Our decrease in cash and cash equivalent to $21,939 at March 31, 2011 compared to $31,915 at June 30, 2010 was the result of $79,176 used in operating activities; $60,000 used in investing activities; and $129,200 provided by financing activities.  Net cash used in operations during 2011 was $79,176 compared with $903,373 used in operations during the same period in 2010.  Cash used in operations during 2011 was primarily due to the net loss in the period offset by an increase in accounts payable and accrued expenses.  Net cash used in investing activities of $60,000 during 2011 compared with $10,000 during 2010 was primarily the result of payment on note receivable.  Net cash provided by financing activities of $129,200 during 2011 was due to proceeds from notes payable of $129,200.  During the same period in 2010, the net cash provided by financing activities of $881,960 was from net proceeds from notes payable.
 
 
The accompanying condensed consolidated financial statements have been prepared assuming the Company will continue as a going concern.  During the nine months ended March 31, 2011, the Company had a net loss of $768,908 and used cash in operations of $79,176.  At March 31, 2011, the Company had a working capital deficit of $3,369,478 and a stockholders’ deficiency of $3,345,858.  The Company is delinquent or in default of $2,079,401 of its notes payable and is delinquent in payment of certain amounts due of $294,858 for payroll taxes and accrued interest and penalties as of March 31, 2011.  The Company’s operations are currently being supported by borrowings from affiliated parties, and its cash and forecasted cash flow from operations will not be sufficient to continue operations without continued external investment. The Company believes it will require additional funds in the near future to continue its operations and to continue to develop its existing projects and plans to raise such funds by finding additional investors to purchase the Company’s securities, generating sufficient sales revenue, implementing further dramatic cost reductions or any combination thereof. There is no assurance that the Company can be successful in raising such funds, generating the necessary sales or reducing major costs. Further, if the Company is successful in raising funds from sales of equity securities, the terms of these sales may cause significant dilution to existing holders of common stock. The condensed consolidated financial statements do not include any adjustments that may result from this uncertainty.

------------

## Requirements
- A) In the financial report excerpt, how large was the company's net loss for the nine months ended March 31, 2011?
- B) Pick up the financial report excerpt after its last sentence and keep writing it.
The rows that follow were drawn from a separate source.

------------

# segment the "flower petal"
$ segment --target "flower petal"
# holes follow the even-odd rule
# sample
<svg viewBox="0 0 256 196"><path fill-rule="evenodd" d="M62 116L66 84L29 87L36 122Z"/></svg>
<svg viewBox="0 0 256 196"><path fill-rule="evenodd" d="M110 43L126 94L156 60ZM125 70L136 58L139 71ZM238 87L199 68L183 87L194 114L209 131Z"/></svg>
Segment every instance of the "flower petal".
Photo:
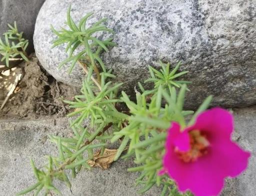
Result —
<svg viewBox="0 0 256 196"><path fill-rule="evenodd" d="M182 132L180 125L174 122L168 132L167 143L168 148L173 145L180 151L188 151L190 149L190 136L187 131Z"/></svg>
<svg viewBox="0 0 256 196"><path fill-rule="evenodd" d="M164 165L171 166L166 170L176 182L180 191L189 190L196 196L216 196L220 193L224 176L219 173L220 164L212 162L212 155L200 158L195 162L184 163L175 153L170 153L164 157Z"/></svg>
<svg viewBox="0 0 256 196"><path fill-rule="evenodd" d="M214 132L214 135L218 135L218 137L220 134L222 137L230 138L233 131L233 117L229 112L214 108L202 112L198 116L194 125L186 130Z"/></svg>

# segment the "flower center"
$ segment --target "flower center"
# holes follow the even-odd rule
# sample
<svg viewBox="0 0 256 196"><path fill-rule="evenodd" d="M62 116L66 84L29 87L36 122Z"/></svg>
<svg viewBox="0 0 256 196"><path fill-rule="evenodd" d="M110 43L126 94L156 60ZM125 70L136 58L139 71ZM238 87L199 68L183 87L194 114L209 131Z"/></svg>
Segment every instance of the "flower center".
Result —
<svg viewBox="0 0 256 196"><path fill-rule="evenodd" d="M194 162L197 159L207 154L207 147L210 143L205 135L203 135L198 130L193 130L188 132L190 139L190 149L188 152L180 151L177 148L174 151L180 159L185 163Z"/></svg>

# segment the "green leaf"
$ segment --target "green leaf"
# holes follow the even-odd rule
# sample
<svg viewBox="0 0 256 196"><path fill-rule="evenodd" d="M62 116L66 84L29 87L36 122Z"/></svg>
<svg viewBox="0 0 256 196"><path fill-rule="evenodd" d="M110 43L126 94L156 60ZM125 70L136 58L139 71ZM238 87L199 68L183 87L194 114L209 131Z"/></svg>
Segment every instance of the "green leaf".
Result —
<svg viewBox="0 0 256 196"><path fill-rule="evenodd" d="M183 106L184 105L184 99L185 98L185 93L186 92L186 85L184 84L182 85L178 95L177 99L177 108L180 111L183 109Z"/></svg>
<svg viewBox="0 0 256 196"><path fill-rule="evenodd" d="M166 133L160 134L157 136L155 136L152 139L149 139L140 142L138 144L134 145L132 148L142 148L146 147L150 145L152 145L158 142L162 142L165 141L166 135Z"/></svg>
<svg viewBox="0 0 256 196"><path fill-rule="evenodd" d="M128 142L129 141L129 140L130 140L130 138L128 137L124 136L124 137L122 139L122 143L120 145L120 146L119 147L119 148L116 154L114 156L114 161L116 161L119 158L120 156L121 156L121 154L122 154L122 152L126 148L126 146L127 144L128 143Z"/></svg>
<svg viewBox="0 0 256 196"><path fill-rule="evenodd" d="M198 115L201 112L206 110L207 108L208 108L208 107L209 106L209 105L212 102L212 96L209 96L204 100L204 102L200 105L198 110L196 110L196 113L194 114L194 115L191 118L190 120L190 121L188 124L188 125L192 125L194 123L194 121L196 121L196 118L198 117Z"/></svg>

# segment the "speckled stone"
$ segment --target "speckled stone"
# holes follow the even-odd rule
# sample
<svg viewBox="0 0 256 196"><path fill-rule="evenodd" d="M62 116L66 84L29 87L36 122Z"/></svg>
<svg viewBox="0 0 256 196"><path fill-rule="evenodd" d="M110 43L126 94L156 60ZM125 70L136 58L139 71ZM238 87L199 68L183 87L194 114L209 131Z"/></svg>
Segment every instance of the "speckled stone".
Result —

------------

## Exercise answers
- A) $768,908

- B)
If the Company is not successful in raising additional funds, generating sufficient revenues or implementing sufficient cost reductions, the Company may be forced to suspend or discontinue its operations or seek relief from its debt obligations under the United States Bankruptcy Code. Any of these actions is likely to result in a common stockholder’s loss of his or her complete investment in the Company’s common stock.

Subsequent to the quarter ended March 31, 2011, the Company signed an ISO and processor agreement with Palm Desert National Bank (which was later assigned to First California Bank) to market and process the Company’s Visa branded card program on behalf of the bank.

Recent Accounting Pronouncements

In April 2010, the FASB issued new accounting guidance to clarify that an employee share-based payment award with an exercise price denominated in the currency of a market in which a substantial portion of the entity's equity securities trades should not be considered to contain a condition that is not a market, performance, or service condition. Therefore, an entity would not classify such an award as a liability if it otherwise qualifies as equity. The amendments are effective for fiscal years, and interim periods within those fiscal years, beginning on or after December 15, 2010. The Company does not expect adoption of this standard will have a material impact on its consolidated financial statements.

In January 2010, the FASB issued new accounting guidance which requires new disclosures regarding transfers in and out of Level 1 and Level 2 fair value measurements, as well as requiring presentation on a gross basis of information about purchases, sales, issuances and settlements in Level 3 fair value measurements. The guidance also clarifies existing disclosures regarding level of disaggregation, inputs and valuation techniques. The new guidance is effective for interim and annual reporting periods beginning after December 15, 2009.  Disclosures about purchases, sales, issuances and settlements in the roll forward of activity in Level 3 fair value measurements are effective for fiscal years beginning after December 15, 2010.  As this guidance requires only additional disclosure, there should be no impact on the financial statements of the Company upon adoption.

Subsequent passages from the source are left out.